__INSTRUCTION__.
Copy every line below word for word, in the same order.

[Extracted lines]
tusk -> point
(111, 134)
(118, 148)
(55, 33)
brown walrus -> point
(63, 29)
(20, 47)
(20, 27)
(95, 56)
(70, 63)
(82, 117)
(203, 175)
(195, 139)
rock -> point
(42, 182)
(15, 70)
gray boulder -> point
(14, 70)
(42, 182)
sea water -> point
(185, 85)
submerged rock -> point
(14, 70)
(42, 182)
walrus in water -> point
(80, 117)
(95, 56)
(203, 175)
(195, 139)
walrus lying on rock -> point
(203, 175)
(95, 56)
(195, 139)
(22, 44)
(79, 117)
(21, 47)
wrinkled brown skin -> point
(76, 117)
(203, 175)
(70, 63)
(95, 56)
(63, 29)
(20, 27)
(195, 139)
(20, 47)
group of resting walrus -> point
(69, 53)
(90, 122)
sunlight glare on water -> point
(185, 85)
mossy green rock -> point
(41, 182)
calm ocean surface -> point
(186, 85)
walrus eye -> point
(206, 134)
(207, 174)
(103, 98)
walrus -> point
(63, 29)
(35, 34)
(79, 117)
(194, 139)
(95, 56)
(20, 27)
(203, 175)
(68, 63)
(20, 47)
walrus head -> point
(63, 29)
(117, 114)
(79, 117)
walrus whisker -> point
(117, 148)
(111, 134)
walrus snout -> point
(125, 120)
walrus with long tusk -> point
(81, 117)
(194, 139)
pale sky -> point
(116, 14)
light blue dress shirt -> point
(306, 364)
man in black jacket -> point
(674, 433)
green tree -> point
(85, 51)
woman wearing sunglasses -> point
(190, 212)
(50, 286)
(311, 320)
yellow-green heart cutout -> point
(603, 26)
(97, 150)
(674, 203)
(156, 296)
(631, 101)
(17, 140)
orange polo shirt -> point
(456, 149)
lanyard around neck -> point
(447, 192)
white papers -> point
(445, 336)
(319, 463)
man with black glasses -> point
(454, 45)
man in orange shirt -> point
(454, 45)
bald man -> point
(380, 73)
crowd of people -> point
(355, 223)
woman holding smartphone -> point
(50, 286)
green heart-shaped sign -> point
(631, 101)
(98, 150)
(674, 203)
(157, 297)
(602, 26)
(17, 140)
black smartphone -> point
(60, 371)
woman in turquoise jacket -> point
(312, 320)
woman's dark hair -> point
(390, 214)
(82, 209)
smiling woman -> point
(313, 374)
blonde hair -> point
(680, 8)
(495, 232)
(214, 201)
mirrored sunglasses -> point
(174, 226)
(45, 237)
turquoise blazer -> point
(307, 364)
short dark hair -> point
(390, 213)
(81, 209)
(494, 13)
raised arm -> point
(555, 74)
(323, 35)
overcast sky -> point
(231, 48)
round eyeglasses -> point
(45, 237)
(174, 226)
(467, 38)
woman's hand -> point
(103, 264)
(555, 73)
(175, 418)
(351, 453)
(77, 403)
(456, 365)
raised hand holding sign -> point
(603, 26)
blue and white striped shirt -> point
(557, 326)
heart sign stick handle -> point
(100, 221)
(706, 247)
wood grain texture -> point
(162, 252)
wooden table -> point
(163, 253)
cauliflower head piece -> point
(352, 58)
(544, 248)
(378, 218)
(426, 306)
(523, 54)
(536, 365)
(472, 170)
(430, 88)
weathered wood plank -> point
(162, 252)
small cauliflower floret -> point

__EXERCISE RESPONSE__.
tusk -> point
(111, 134)
(118, 148)
(55, 33)
brown walrus -> point
(63, 29)
(20, 47)
(20, 27)
(95, 56)
(70, 63)
(82, 117)
(203, 175)
(195, 139)
rock -> point
(42, 182)
(15, 70)
gray boulder -> point
(14, 70)
(42, 182)
sea water -> point
(185, 85)
submerged rock -> point
(14, 70)
(42, 182)
walrus in water -> point
(80, 117)
(95, 56)
(203, 175)
(195, 139)
walrus lying on rock -> point
(203, 175)
(95, 56)
(195, 139)
(22, 44)
(79, 117)
(21, 47)
wrinkled brown skin -> point
(76, 117)
(203, 175)
(70, 63)
(95, 56)
(63, 29)
(20, 27)
(195, 139)
(20, 47)
group of resting walrus -> point
(69, 53)
(90, 122)
sunlight glare on water -> point
(185, 85)
mossy green rock -> point
(41, 182)
calm ocean surface -> point
(186, 85)
walrus eye -> point
(206, 134)
(207, 174)
(103, 98)
walrus -> point
(63, 29)
(35, 34)
(79, 117)
(194, 139)
(95, 56)
(20, 27)
(203, 175)
(68, 63)
(20, 47)
walrus head -> point
(63, 29)
(117, 114)
(79, 117)
walrus whisker -> point
(117, 148)
(111, 134)
walrus snout -> point
(125, 120)
walrus with long tusk -> point
(81, 117)
(194, 139)
pale sky -> point
(116, 14)
light blue dress shirt -> point
(306, 364)
man in black jacket -> point
(674, 433)
green tree -> point
(85, 51)
woman wearing sunglasses -> point
(190, 212)
(50, 286)
(311, 320)
yellow-green heart cutout -> point
(603, 26)
(97, 150)
(674, 203)
(156, 296)
(631, 101)
(17, 140)
orange polo shirt -> point
(456, 149)
lanyard around neck -> point
(447, 192)
white papers -> point
(445, 336)
(319, 463)
man with black glasses -> point
(454, 45)
man in orange shirt -> point
(454, 45)
bald man -> point
(380, 73)
crowd of people -> point
(355, 223)
woman holding smartphone -> point
(50, 286)
green heart-shaped sign -> point
(631, 101)
(98, 150)
(674, 203)
(157, 297)
(602, 26)
(17, 140)
black smartphone -> point
(60, 371)
woman in turquoise jacket -> point
(312, 320)
woman's dark hair -> point
(390, 214)
(82, 209)
smiling woman -> point
(313, 374)
blonde hair -> point
(680, 8)
(495, 232)
(214, 201)
mirrored sunglasses -> point
(174, 226)
(45, 237)
turquoise blazer -> point
(307, 364)
short dark hair -> point
(390, 213)
(81, 209)
(494, 13)
raised arm -> point
(555, 74)
(323, 35)
overcast sky -> point
(231, 48)
round eyeglasses -> point
(45, 237)
(174, 226)
(467, 38)
woman's hand -> point
(103, 264)
(555, 73)
(175, 418)
(351, 453)
(77, 403)
(456, 365)
raised hand holding sign -> point
(603, 26)
blue and white striped shirt -> point
(557, 326)
heart sign stick handle -> point
(100, 221)
(706, 247)
wood grain texture -> point
(162, 252)
wooden table -> point
(163, 253)
cauliflower head piece -> point
(352, 58)
(544, 248)
(378, 218)
(426, 306)
(523, 54)
(536, 365)
(472, 170)
(430, 88)
weathered wood plank -> point
(162, 252)
small cauliflower floret -> point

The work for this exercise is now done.